### Directions for this task:
Among the entries below, one stretch runs from the line that contains "negative clicks: (29, 146)" through the line that contains "positive clicks: (78, 53) (53, 37) (90, 14)". Repeat that stretch exactly, ends included, and only that.

### Stored items:
++++++++++

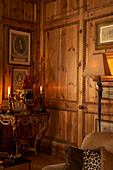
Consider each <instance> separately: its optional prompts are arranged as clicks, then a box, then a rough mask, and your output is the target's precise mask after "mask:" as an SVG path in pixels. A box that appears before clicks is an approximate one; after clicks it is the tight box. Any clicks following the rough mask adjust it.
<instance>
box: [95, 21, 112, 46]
mask: <svg viewBox="0 0 113 170" xmlns="http://www.w3.org/2000/svg"><path fill="white" fill-rule="evenodd" d="M95 34H96V36H95V37H96V39H95V48H96V49H102V48H113V20H105V21H101V22H100V21H99V22H97V23H95Z"/></svg>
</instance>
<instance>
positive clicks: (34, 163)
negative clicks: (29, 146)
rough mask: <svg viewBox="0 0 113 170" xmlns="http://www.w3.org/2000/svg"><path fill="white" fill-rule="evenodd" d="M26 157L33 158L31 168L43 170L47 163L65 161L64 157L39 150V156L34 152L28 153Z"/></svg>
mask: <svg viewBox="0 0 113 170" xmlns="http://www.w3.org/2000/svg"><path fill="white" fill-rule="evenodd" d="M24 157H26V158H28V159H30V160H31V170H41V169H42V168H43V167H44V166H46V165H52V164H57V163H62V162H64V160H63V159H60V158H57V157H54V156H51V155H48V154H46V153H42V152H38V155H37V156H35V154H34V153H33V152H31V153H27V154H26V155H24Z"/></svg>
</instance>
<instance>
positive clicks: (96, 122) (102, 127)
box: [95, 119, 113, 132]
mask: <svg viewBox="0 0 113 170" xmlns="http://www.w3.org/2000/svg"><path fill="white" fill-rule="evenodd" d="M100 123H101V131H102V132H113V121H109V120H101V121H100ZM95 131H99V130H98V119H96V120H95Z"/></svg>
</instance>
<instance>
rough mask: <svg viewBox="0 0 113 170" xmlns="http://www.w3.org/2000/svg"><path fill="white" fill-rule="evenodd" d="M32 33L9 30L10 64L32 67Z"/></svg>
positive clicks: (9, 48) (21, 31)
mask: <svg viewBox="0 0 113 170" xmlns="http://www.w3.org/2000/svg"><path fill="white" fill-rule="evenodd" d="M30 53H31V33H29V32H24V31H18V30H13V29H9V64H20V65H30Z"/></svg>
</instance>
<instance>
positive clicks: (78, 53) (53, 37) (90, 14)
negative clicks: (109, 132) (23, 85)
mask: <svg viewBox="0 0 113 170" xmlns="http://www.w3.org/2000/svg"><path fill="white" fill-rule="evenodd" d="M112 7H113V0H110V1H109V0H106V1H103V0H99V1H98V0H96V1H95V0H85V1H84V0H79V1H78V0H69V1H68V0H43V1H41V32H40V35H41V48H40V54H41V55H40V56H41V58H42V61H43V62H42V66H43V80H42V83H43V86H44V105H45V107H46V108H47V109H48V111H49V112H50V113H51V117H50V121H49V127H48V131H47V133H46V135H45V137H44V138H43V140H42V143H46V145H47V144H48V146H50V147H51V151H52V153H53V154H55V155H58V156H59V153H60V155H62V154H61V150H63V147H64V146H65V144H67V143H69V144H72V145H73V144H74V145H76V146H78V147H80V145H81V142H82V140H83V138H84V137H85V135H87V134H88V133H90V132H93V131H95V128H96V127H95V120H96V119H98V114H97V113H98V96H97V91H96V82H95V81H93V78H83V77H82V73H83V70H84V68H85V66H86V64H87V61H88V59H89V57H90V56H91V55H92V54H93V53H100V52H110V51H113V49H102V50H96V49H95V36H96V35H95V23H96V22H97V21H102V20H106V19H110V18H111V19H112V18H113V17H112ZM103 84H108V82H106V83H105V82H104V83H103ZM112 103H113V102H112V101H111V100H102V116H101V119H104V120H111V121H112V120H113V118H112V115H113V114H112V109H110V108H111V107H112ZM79 105H83V106H85V108H86V109H84V110H80V109H79Z"/></svg>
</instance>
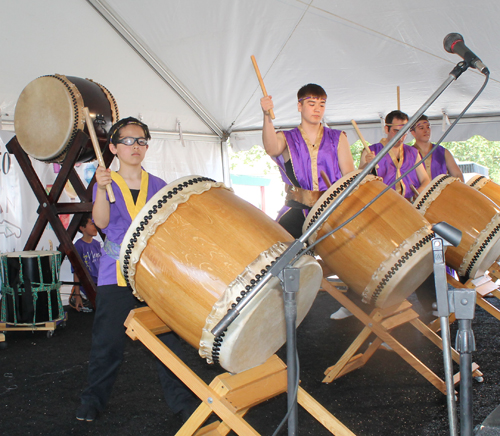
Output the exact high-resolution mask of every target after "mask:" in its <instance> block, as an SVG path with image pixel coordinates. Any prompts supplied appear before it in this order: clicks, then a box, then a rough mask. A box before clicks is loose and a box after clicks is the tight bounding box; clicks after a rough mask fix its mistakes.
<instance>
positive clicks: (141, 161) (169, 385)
mask: <svg viewBox="0 0 500 436" xmlns="http://www.w3.org/2000/svg"><path fill="white" fill-rule="evenodd" d="M149 139H151V135H150V134H149V129H148V126H147V125H146V124H144V123H142V122H140V121H139V120H137V119H135V118H132V117H130V118H126V119H122V120H120V121H118V123H116V124H115V125H114V126H113V127H112V128H111V130H110V132H109V135H108V143H109V148H110V150H111V152H112V153H113V154H114V155H116V156H117V157H118V159H119V161H120V169H119V170H118V171H117V172H111V170H109V169H105V168H102V167H98V168H97V171H96V184H95V185H94V191H93V198H94V205H93V209H92V213H93V217H94V222H95V224H96V226H98V227H100V228H101V229H102V231H103V233H105V234H106V239H105V241H104V246H103V249H102V256H101V264H100V268H99V278H98V288H97V300H96V306H97V307H96V314H95V318H94V325H93V328H92V346H91V351H90V358H89V368H88V386H87V388H86V389H85V390H84V391H83V393H82V395H81V405H80V407H79V408H78V410H77V412H76V418H77V419H78V420H80V421H93V420H94V419H95V418H96V416H97V414H98V413H99V412H102V411H103V409H104V408H105V406H106V404H107V403H108V400H109V396H110V394H111V391H112V389H113V384H114V382H115V380H116V377H117V375H118V370H119V368H120V365H121V363H122V361H123V354H124V349H125V339H126V334H125V327H124V325H123V324H124V322H125V319H126V318H127V316H128V314H129V312H130V311H131V310H132V309H134V308H135V307H136V306H137V305H138V303H139V302H138V300H137V299H136V298H135V297H134V295H133V294H132V289H131V288H130V287H128V286H127V284H126V282H125V279H124V278H123V275H122V274H121V271H120V268H119V265H118V258H119V252H120V244H121V243H122V239H123V237H124V235H125V233H126V232H127V230H128V228H129V226H130V224H131V223H132V220H133V219H134V218H135V216H136V215H137V213H138V212H139V211H140V210H141V208H142V207H143V206H144V205H145V204H146V202H147V201H148V200H149V199H150V198H151V197H152V196H153V195H154V194H155V193H156V192H158V191H159V190H160V189H161V188H163V187H164V186H165V185H166V183H165V182H164V181H163V180H161V179H159V178H158V177H155V176H153V175H152V174H148V173H147V172H146V171H144V170H143V169H142V168H141V163H142V161H143V159H144V157H145V155H146V151H147V149H148V140H149ZM109 184H111V187H112V189H113V193H114V194H115V198H116V202H115V203H112V204H110V202H109V200H108V197H107V193H106V186H107V185H109ZM158 337H159V339H160V340H161V341H162V342H163V343H165V344H166V345H167V346H168V347H169V348H170V349H171V350H172V351H174V352H175V353H176V354H178V355H179V353H180V352H181V351H182V350H181V346H180V342H179V340H178V338H177V336H176V335H175V334H174V333H167V334H164V335H160V336H158ZM157 363H158V365H157V366H158V373H159V376H160V382H161V386H162V388H163V393H164V396H165V400H166V402H167V405H168V406H169V407H170V409H171V410H172V411H173V412H174V413H176V414H180V415H181V418H182V419H184V420H186V419H187V418H189V416H190V415H191V413H192V412H193V411H194V410H195V408H196V407H197V405H198V404H199V400H197V398H196V397H195V396H194V395H193V394H192V393H191V391H190V390H188V389H187V387H186V386H185V385H184V384H183V383H182V382H181V381H180V380H179V379H178V378H177V377H176V376H175V375H174V374H173V373H172V372H171V371H170V370H169V369H168V368H166V367H165V366H164V365H163V364H162V363H161V362H160V361H159V360H157ZM132 383H133V380H132Z"/></svg>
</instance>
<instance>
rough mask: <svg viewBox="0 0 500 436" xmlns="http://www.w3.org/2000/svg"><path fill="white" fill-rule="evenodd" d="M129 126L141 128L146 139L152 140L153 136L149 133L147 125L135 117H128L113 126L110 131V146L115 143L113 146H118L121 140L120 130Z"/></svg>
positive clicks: (108, 134)
mask: <svg viewBox="0 0 500 436" xmlns="http://www.w3.org/2000/svg"><path fill="white" fill-rule="evenodd" d="M129 124H136V125H138V126H139V127H141V128H142V130H144V137H145V138H146V139H148V140H149V139H151V134H150V133H149V127H148V126H147V124H144V123H143V122H142V121H139V120H138V119H137V118H134V117H128V118H123V119H121V120H120V121H118V122H117V123H115V124H113V126H112V127H111V129H110V130H109V133H108V144H110V143H113V144H115V145H116V144H118V140H119V139H120V138H119V136H120V129H121V128H123V127H125V126H128V125H129Z"/></svg>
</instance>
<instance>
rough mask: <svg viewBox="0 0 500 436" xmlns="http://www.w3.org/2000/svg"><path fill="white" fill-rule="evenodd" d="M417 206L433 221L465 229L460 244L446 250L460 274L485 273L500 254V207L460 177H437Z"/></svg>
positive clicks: (456, 269) (442, 176) (430, 221)
mask: <svg viewBox="0 0 500 436" xmlns="http://www.w3.org/2000/svg"><path fill="white" fill-rule="evenodd" d="M414 206H415V208H416V209H417V210H418V211H419V212H420V213H421V214H422V215H423V216H425V218H427V220H428V221H430V222H431V223H438V222H440V221H445V222H447V223H448V224H450V225H452V226H453V227H456V228H457V229H459V230H460V231H461V232H462V240H461V242H460V245H459V246H458V247H448V248H447V250H446V263H447V264H448V265H449V266H450V267H451V268H453V269H455V270H456V271H457V273H458V275H459V276H460V277H464V278H465V279H469V278H471V279H474V278H477V277H480V276H482V275H484V274H485V273H486V271H487V269H488V268H489V267H490V266H491V265H492V264H493V262H495V260H496V259H498V257H499V256H500V207H499V206H498V205H497V204H495V203H494V202H493V201H491V200H490V199H489V198H487V197H486V196H484V195H483V194H482V193H480V192H479V191H478V190H476V189H474V188H472V187H470V186H468V185H466V184H465V183H462V182H461V181H460V179H457V178H455V177H451V176H449V175H440V176H438V177H436V178H434V179H433V180H432V182H431V184H430V185H429V186H428V187H427V188H426V189H425V190H424V191H423V192H422V193H421V194H420V195H419V197H418V198H417V199H416V200H415V203H414Z"/></svg>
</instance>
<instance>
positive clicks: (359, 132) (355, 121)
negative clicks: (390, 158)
mask: <svg viewBox="0 0 500 436" xmlns="http://www.w3.org/2000/svg"><path fill="white" fill-rule="evenodd" d="M351 124H352V125H353V127H354V129H355V130H356V133H357V134H358V137H359V139H360V140H361V143H362V144H363V147H365V150H366V152H367V153H371V152H372V151H371V150H370V148H369V147H368V144H367V143H366V141H365V138H363V135H362V134H361V132H360V130H359V128H358V125H357V123H356V121H354V120H351ZM378 168H379V167H378V164H377V166H376V167H375V169H377V170H378Z"/></svg>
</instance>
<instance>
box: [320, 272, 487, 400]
mask: <svg viewBox="0 0 500 436" xmlns="http://www.w3.org/2000/svg"><path fill="white" fill-rule="evenodd" d="M321 286H322V288H323V289H324V290H325V291H327V292H328V293H329V294H330V295H331V296H332V297H333V298H335V299H336V300H337V301H338V302H339V303H340V304H342V306H344V307H345V308H346V309H348V310H349V311H350V312H351V313H352V314H353V315H354V316H356V318H358V319H359V320H360V321H361V322H362V323H363V324H364V325H365V327H364V328H363V330H362V331H361V333H360V334H359V335H358V337H357V338H356V339H355V340H354V341H353V343H352V344H351V346H350V347H349V348H348V349H347V351H346V352H345V353H344V355H343V356H342V357H341V358H340V359H339V361H338V362H337V363H336V364H335V365H333V366H331V367H329V368H327V369H326V370H325V378H324V379H323V382H324V383H331V382H332V381H333V380H335V379H337V378H340V377H342V376H343V375H345V374H348V373H349V372H351V371H354V370H355V369H358V368H361V367H362V366H364V365H365V364H366V363H367V362H368V360H369V359H370V357H371V356H372V355H373V354H374V353H375V351H377V349H378V348H379V347H380V346H381V345H382V342H385V343H386V344H387V345H389V346H390V347H391V348H392V349H393V350H394V352H396V353H397V354H398V355H399V356H401V358H402V359H404V360H405V361H406V362H407V363H408V364H409V365H410V366H411V367H412V368H414V369H415V370H416V371H418V372H419V373H420V374H421V375H422V376H423V377H424V378H425V379H426V380H427V381H429V382H430V383H431V384H432V385H433V386H434V387H436V388H437V389H438V390H440V391H441V392H442V393H443V394H445V395H446V383H445V382H444V381H443V380H442V379H441V378H439V377H438V376H437V375H436V374H435V373H434V372H433V371H431V370H430V369H429V368H428V367H427V366H426V365H424V364H423V363H422V362H421V361H420V360H419V359H417V357H416V356H415V355H414V354H412V353H411V352H410V351H409V350H408V349H407V348H405V347H404V346H403V345H402V344H401V343H400V342H399V341H397V340H396V339H395V338H394V336H392V335H391V333H390V331H391V330H392V329H394V328H395V327H398V326H401V325H403V324H406V323H410V324H411V325H413V326H414V327H415V328H416V329H417V330H419V331H420V332H421V333H422V334H423V335H424V336H425V337H426V338H428V339H429V340H430V341H431V342H433V343H434V344H435V345H437V346H438V347H439V348H441V349H442V346H443V343H442V340H441V338H440V337H439V336H438V335H437V334H436V333H435V332H433V331H432V330H431V329H430V328H429V327H427V326H426V325H425V324H424V323H423V322H422V321H420V320H419V319H418V314H417V312H415V311H414V310H413V309H412V305H411V303H410V302H409V301H406V300H405V301H403V302H402V303H401V304H398V305H395V306H391V307H388V308H385V309H374V310H373V311H372V312H371V313H370V314H366V313H365V312H363V311H362V310H361V309H360V308H359V307H358V306H357V305H356V304H355V303H353V302H352V301H351V300H350V299H349V298H348V297H347V296H346V295H345V294H344V293H343V292H342V291H340V290H339V289H337V288H336V287H335V286H333V285H331V284H330V283H329V282H328V281H326V280H323V282H322V284H321ZM372 333H374V334H375V335H376V336H377V337H376V339H375V340H374V341H373V342H372V343H371V345H369V346H368V348H367V349H366V351H365V352H364V353H362V354H357V355H356V352H357V351H358V349H359V348H360V347H361V346H362V345H363V344H364V343H365V341H366V340H367V339H368V337H369V336H370V335H371V334H372ZM452 358H453V360H455V361H456V362H459V360H460V356H459V354H458V353H457V352H456V351H455V350H453V349H452ZM478 368H479V366H478V365H477V364H475V363H474V364H473V365H472V371H473V375H474V376H475V377H479V376H481V375H482V374H481V372H479V371H478ZM453 381H454V383H455V384H456V383H458V382H459V381H460V374H459V373H458V374H455V376H454V379H453Z"/></svg>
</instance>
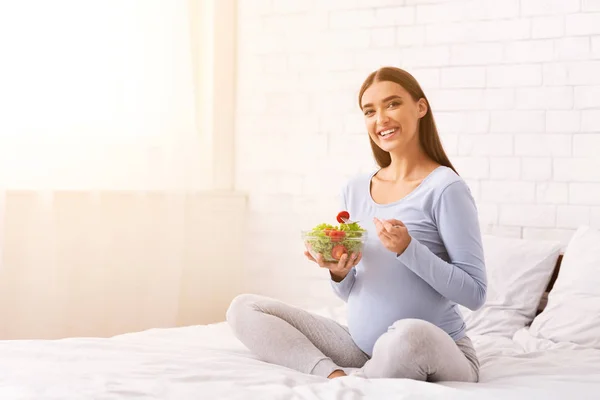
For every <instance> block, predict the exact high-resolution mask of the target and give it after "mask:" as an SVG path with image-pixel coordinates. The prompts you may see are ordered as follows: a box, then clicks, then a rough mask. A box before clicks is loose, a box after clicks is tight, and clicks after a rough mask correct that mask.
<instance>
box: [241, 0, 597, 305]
mask: <svg viewBox="0 0 600 400" xmlns="http://www.w3.org/2000/svg"><path fill="white" fill-rule="evenodd" d="M239 4H240V10H239V32H238V38H239V44H238V45H239V47H238V49H239V50H238V56H239V58H238V63H239V64H238V82H237V85H238V92H237V98H238V105H237V115H236V122H237V129H236V152H237V153H236V171H237V175H236V177H237V187H238V189H241V190H245V191H247V192H248V193H249V195H250V210H251V218H250V221H249V225H248V226H249V235H250V236H249V241H248V247H247V249H245V252H246V254H247V257H246V260H247V267H248V271H250V273H249V275H250V276H254V277H255V278H254V279H253V280H251V282H249V285H250V286H249V289H250V290H253V291H261V292H265V293H267V294H272V295H277V296H279V297H285V298H286V299H287V300H290V301H293V302H297V303H311V304H314V303H315V302H316V303H318V302H319V301H321V300H323V301H330V300H331V299H332V298H331V297H330V296H329V295H328V294H325V293H324V292H323V291H322V290H318V288H320V287H321V286H319V285H318V284H316V283H314V279H315V278H318V279H323V278H324V275H323V274H322V272H323V271H319V270H318V269H315V268H316V267H315V266H314V265H312V264H310V263H308V262H306V261H305V260H304V258H303V256H302V244H301V241H300V238H299V231H300V229H302V228H308V227H310V226H311V225H313V224H314V223H317V222H320V221H322V220H332V219H333V217H334V215H335V213H336V212H337V210H338V205H337V203H336V196H337V194H338V190H339V186H340V184H341V183H342V182H343V180H344V179H346V178H348V177H350V176H352V175H353V174H355V173H358V172H362V171H367V170H370V169H372V168H374V165H375V164H374V162H373V160H372V158H371V154H370V148H369V144H368V138H367V136H366V134H365V132H364V127H363V125H362V116H361V114H360V111H359V110H358V107H357V99H356V94H357V92H358V89H359V87H360V84H361V83H362V80H363V79H364V78H365V77H366V76H367V74H368V73H369V72H371V71H372V70H374V69H376V68H377V67H379V66H383V65H396V66H399V67H402V68H405V69H407V70H408V71H409V72H411V73H413V75H415V77H417V79H418V80H419V82H420V83H421V85H422V86H423V88H424V90H425V92H426V94H427V96H428V98H429V100H430V102H431V107H432V109H433V111H434V115H435V116H436V122H437V124H438V128H439V130H440V134H441V136H442V137H441V138H442V141H443V143H444V146H445V148H446V150H447V153H448V154H449V156H450V158H451V160H452V162H453V163H454V165H455V166H456V167H457V169H458V170H459V172H460V174H461V175H462V176H463V177H464V178H465V179H466V181H467V183H468V184H469V185H470V186H471V189H472V191H473V194H474V196H475V199H476V201H477V203H478V208H479V213H480V221H481V226H482V229H483V231H484V232H485V233H490V234H495V235H503V236H511V237H524V238H539V239H558V240H561V241H562V242H563V243H566V242H567V241H568V239H569V238H570V236H571V235H572V233H573V232H574V230H575V229H576V227H577V226H579V225H582V224H590V225H592V226H596V227H600V172H598V171H600V161H598V160H600V157H599V154H600V2H599V1H598V0H503V1H497V0H453V1H448V0H377V1H375V0H285V1H284V0H261V1H257V0H240V2H239ZM252 271H254V272H255V274H253V273H252ZM311 282H312V283H311ZM288 283H289V284H288ZM307 293H310V296H312V302H311V301H309V300H308V299H306V298H305V296H306V295H307Z"/></svg>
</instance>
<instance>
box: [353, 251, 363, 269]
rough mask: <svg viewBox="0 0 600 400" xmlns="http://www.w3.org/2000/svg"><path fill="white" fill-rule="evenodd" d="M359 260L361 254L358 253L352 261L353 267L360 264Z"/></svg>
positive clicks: (361, 257) (361, 258)
mask: <svg viewBox="0 0 600 400" xmlns="http://www.w3.org/2000/svg"><path fill="white" fill-rule="evenodd" d="M360 260H362V252H361V253H358V255H357V256H356V258H355V259H354V266H356V265H358V263H359V262H360Z"/></svg>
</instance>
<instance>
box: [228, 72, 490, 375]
mask: <svg viewBox="0 0 600 400" xmlns="http://www.w3.org/2000/svg"><path fill="white" fill-rule="evenodd" d="M358 102H359V107H360V110H361V111H362V113H363V115H364V121H365V127H366V131H367V134H368V136H369V140H370V145H371V149H372V151H373V155H374V157H375V160H376V161H377V164H378V165H379V168H377V169H376V170H375V171H373V172H369V173H366V174H362V175H359V176H356V177H354V178H353V179H350V180H349V181H348V182H347V183H346V184H345V185H344V186H343V188H342V191H341V199H342V207H343V208H342V209H343V210H348V211H349V213H350V215H351V216H352V219H353V220H358V221H360V223H361V225H362V226H363V228H365V229H367V231H368V237H369V239H368V240H367V242H366V243H365V246H364V249H363V251H362V253H361V254H354V255H344V256H342V258H341V259H340V261H339V262H338V263H327V262H324V261H323V259H322V258H321V257H320V256H319V257H318V258H316V259H315V258H313V257H312V256H311V255H310V254H309V253H308V252H305V255H306V257H307V258H308V259H309V260H310V261H312V262H314V263H316V264H318V265H319V266H320V267H321V268H326V269H328V270H329V275H330V278H331V279H330V280H331V286H332V290H333V291H334V292H335V293H336V294H337V296H339V297H340V298H341V299H342V300H344V301H345V302H346V303H347V313H348V326H344V325H341V324H339V323H337V322H335V321H333V320H330V319H327V318H324V317H321V316H318V315H314V314H312V313H309V312H307V311H305V310H302V309H300V308H296V307H293V306H291V305H288V304H285V303H283V302H280V301H278V300H275V299H271V298H267V297H263V296H258V295H251V294H245V295H240V296H238V297H236V298H235V299H234V300H233V302H232V303H231V305H230V307H229V310H228V312H227V320H228V322H229V324H230V325H231V327H232V329H233V331H234V333H235V335H236V336H237V337H238V338H239V340H240V341H241V342H242V343H244V345H246V346H247V347H248V348H249V349H250V350H251V351H252V352H254V353H255V354H256V355H258V356H259V357H260V358H261V359H263V360H265V361H267V362H271V363H275V364H278V365H282V366H286V367H289V368H293V369H295V370H298V371H301V372H305V373H307V374H314V375H319V376H323V377H327V378H335V377H339V376H344V375H346V374H347V373H351V374H353V375H356V376H360V377H364V378H409V379H417V380H427V381H465V382H477V381H478V380H479V362H478V359H477V355H476V353H475V349H474V348H473V344H472V343H471V340H470V339H469V337H468V336H467V335H466V326H465V322H464V320H463V318H462V315H461V313H460V311H459V309H458V305H463V306H465V307H467V308H469V309H471V310H476V309H478V308H479V307H481V306H482V305H483V304H484V302H485V298H486V286H487V278H486V272H485V264H484V255H483V248H482V240H481V233H480V227H479V221H478V217H477V209H476V205H475V202H474V199H473V197H472V195H471V192H470V190H469V188H468V186H467V185H466V183H465V182H464V180H463V179H462V178H461V177H460V176H459V175H458V174H457V173H456V171H455V169H454V167H453V166H452V164H451V163H450V161H449V160H448V157H447V156H446V154H445V152H444V149H443V147H442V144H441V142H440V139H439V136H438V132H437V128H436V125H435V121H434V118H433V114H432V111H431V108H430V106H429V102H428V100H427V98H426V96H425V94H424V93H423V90H422V89H421V87H420V85H419V83H418V82H417V81H416V80H415V79H414V77H413V76H412V75H410V74H409V73H408V72H406V71H404V70H401V69H398V68H391V67H386V68H381V69H379V70H377V71H375V72H373V73H371V74H370V75H369V76H368V77H367V79H366V80H365V82H364V83H363V85H362V87H361V89H360V92H359V97H358Z"/></svg>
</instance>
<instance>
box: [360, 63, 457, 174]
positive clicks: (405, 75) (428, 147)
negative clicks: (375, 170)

++++++++++

### Answer to the exercise:
negative clicks: (29, 146)
rough mask: <svg viewBox="0 0 113 170" xmlns="http://www.w3.org/2000/svg"><path fill="white" fill-rule="evenodd" d="M26 157L33 158L31 168L43 170L47 163L65 161L64 157L39 150V156L34 152L28 153Z"/></svg>
mask: <svg viewBox="0 0 113 170" xmlns="http://www.w3.org/2000/svg"><path fill="white" fill-rule="evenodd" d="M24 157H26V158H28V159H30V160H31V170H41V169H42V168H43V167H44V166H46V165H52V164H57V163H62V162H64V160H63V159H60V158H57V157H54V156H51V155H48V154H46V153H42V152H38V155H37V156H35V154H34V153H33V152H31V153H27V154H26V155H24Z"/></svg>
</instance>
<instance>
positive clicks: (96, 122) (102, 127)
box: [95, 119, 113, 132]
mask: <svg viewBox="0 0 113 170" xmlns="http://www.w3.org/2000/svg"><path fill="white" fill-rule="evenodd" d="M100 123H101V131H102V132H113V121H109V120H101V121H100ZM95 131H99V130H98V119H96V120H95Z"/></svg>
</instance>
<instance>
rough mask: <svg viewBox="0 0 113 170" xmlns="http://www.w3.org/2000/svg"><path fill="white" fill-rule="evenodd" d="M32 33L9 30L10 64L32 67Z"/></svg>
positive clicks: (9, 48) (21, 31)
mask: <svg viewBox="0 0 113 170" xmlns="http://www.w3.org/2000/svg"><path fill="white" fill-rule="evenodd" d="M30 53H31V33H29V32H24V31H18V30H13V29H9V64H20V65H30Z"/></svg>
</instance>
<instance>
positive clicks: (78, 53) (53, 37) (90, 14)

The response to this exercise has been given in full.